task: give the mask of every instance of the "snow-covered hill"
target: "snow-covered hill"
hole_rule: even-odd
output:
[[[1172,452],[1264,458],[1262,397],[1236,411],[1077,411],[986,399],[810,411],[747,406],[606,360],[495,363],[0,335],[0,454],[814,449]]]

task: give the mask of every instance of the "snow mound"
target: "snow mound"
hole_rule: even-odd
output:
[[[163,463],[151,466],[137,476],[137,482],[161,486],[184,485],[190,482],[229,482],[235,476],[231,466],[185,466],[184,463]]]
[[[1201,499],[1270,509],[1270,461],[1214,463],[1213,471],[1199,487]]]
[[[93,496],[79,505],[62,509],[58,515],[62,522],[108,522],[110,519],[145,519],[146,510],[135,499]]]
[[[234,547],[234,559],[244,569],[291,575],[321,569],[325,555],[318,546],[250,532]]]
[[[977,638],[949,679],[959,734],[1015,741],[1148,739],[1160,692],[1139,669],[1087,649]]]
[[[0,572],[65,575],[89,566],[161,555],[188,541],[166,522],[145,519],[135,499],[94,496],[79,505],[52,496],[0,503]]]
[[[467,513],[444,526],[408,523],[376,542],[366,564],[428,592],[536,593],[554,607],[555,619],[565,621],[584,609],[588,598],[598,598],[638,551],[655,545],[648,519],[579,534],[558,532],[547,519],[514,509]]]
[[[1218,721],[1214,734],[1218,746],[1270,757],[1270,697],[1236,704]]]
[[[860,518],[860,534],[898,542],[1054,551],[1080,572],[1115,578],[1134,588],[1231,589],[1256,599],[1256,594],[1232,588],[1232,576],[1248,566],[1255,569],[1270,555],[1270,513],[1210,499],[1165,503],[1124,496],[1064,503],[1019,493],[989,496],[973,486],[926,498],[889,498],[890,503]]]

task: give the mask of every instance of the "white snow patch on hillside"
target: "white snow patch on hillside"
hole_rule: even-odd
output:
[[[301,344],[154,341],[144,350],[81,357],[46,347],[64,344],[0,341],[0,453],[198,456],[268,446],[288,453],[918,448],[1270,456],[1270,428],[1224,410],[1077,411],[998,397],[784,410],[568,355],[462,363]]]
▬▬▬
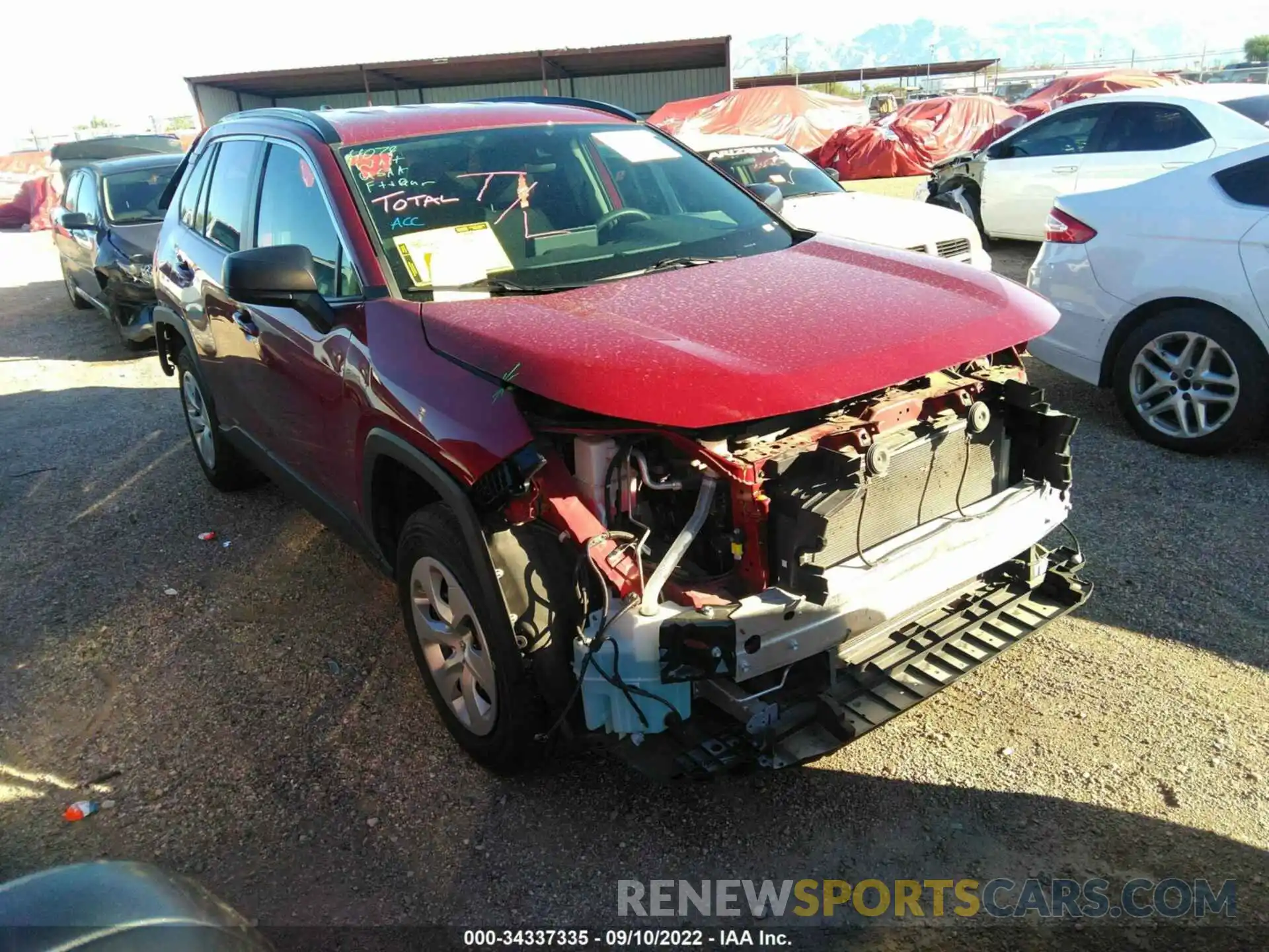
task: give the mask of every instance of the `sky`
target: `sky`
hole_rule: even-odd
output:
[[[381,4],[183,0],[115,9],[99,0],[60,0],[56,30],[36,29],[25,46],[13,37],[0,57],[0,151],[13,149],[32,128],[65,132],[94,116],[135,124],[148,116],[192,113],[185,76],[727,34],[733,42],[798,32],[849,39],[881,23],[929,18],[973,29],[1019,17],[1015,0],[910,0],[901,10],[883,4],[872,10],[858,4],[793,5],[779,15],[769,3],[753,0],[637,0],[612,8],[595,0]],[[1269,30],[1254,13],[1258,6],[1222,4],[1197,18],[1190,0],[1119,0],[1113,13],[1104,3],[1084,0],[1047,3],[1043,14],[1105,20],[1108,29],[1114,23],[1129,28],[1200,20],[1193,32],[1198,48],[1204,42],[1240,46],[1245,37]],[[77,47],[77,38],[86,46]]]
▬▬▬
_The exercise_
Copy out each line of the rows above that contains the word "every".

_Expected output_
task: give the mask of every instance of the "snow-covered hill"
task: give the mask of every instance of the "snow mound"
task: give the mask of every instance of the "white snow patch on hillside"
task: give the mask of every instance of the `sky`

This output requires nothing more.